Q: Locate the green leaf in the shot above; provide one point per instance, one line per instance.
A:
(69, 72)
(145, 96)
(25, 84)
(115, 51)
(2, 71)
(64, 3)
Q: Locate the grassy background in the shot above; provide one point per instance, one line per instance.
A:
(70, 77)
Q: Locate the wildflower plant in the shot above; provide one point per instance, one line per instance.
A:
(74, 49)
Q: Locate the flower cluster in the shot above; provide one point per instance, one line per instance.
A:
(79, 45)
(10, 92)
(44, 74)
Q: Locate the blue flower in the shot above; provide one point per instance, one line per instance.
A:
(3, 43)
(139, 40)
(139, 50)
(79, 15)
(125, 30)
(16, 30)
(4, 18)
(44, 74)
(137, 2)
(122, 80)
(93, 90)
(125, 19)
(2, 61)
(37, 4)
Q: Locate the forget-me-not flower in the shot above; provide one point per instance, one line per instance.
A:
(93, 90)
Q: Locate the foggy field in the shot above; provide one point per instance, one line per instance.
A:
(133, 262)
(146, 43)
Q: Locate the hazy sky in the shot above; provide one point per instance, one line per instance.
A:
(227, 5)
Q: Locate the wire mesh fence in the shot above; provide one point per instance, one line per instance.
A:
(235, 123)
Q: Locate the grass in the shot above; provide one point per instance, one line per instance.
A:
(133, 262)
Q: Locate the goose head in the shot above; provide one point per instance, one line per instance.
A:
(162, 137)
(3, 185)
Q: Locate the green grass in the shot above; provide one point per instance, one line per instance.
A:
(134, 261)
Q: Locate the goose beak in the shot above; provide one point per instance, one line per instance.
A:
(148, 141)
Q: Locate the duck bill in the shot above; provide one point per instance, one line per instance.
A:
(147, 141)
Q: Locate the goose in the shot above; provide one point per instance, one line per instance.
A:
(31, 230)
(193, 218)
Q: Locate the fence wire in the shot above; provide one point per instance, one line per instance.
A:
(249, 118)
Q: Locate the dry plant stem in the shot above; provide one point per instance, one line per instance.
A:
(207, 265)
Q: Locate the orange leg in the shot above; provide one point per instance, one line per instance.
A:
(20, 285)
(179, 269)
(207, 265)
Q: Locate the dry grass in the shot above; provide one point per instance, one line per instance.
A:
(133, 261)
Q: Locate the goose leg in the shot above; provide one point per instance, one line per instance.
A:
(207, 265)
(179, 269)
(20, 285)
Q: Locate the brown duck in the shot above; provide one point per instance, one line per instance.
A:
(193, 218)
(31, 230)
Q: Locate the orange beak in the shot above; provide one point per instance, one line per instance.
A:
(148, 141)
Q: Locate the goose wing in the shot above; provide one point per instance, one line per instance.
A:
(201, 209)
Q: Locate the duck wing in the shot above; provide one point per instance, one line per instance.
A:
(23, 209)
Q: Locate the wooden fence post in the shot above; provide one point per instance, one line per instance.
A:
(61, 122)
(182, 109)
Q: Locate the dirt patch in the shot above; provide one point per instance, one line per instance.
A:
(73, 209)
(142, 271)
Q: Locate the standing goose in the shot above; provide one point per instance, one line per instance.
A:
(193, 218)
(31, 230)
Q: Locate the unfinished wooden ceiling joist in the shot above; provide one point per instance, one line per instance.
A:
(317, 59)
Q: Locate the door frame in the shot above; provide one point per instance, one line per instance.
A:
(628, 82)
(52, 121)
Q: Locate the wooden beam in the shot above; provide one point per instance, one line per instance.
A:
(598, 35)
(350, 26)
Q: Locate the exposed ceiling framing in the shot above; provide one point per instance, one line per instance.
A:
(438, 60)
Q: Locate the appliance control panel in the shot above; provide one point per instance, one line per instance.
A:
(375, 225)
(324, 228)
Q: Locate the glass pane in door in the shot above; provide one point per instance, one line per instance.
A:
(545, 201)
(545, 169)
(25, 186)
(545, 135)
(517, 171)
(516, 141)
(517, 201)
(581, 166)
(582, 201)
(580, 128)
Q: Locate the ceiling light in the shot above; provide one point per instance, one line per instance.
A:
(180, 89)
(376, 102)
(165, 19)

--------------------------------

**The task**
All lines of the data above that include the word "orange" must be shown.

**Written solution**
Q: Locate the orange leg in the shot above; provide one point per instance, one line per instance.
Q: Locate the orange beak in the shot above; provide one point per instance, one line per instance.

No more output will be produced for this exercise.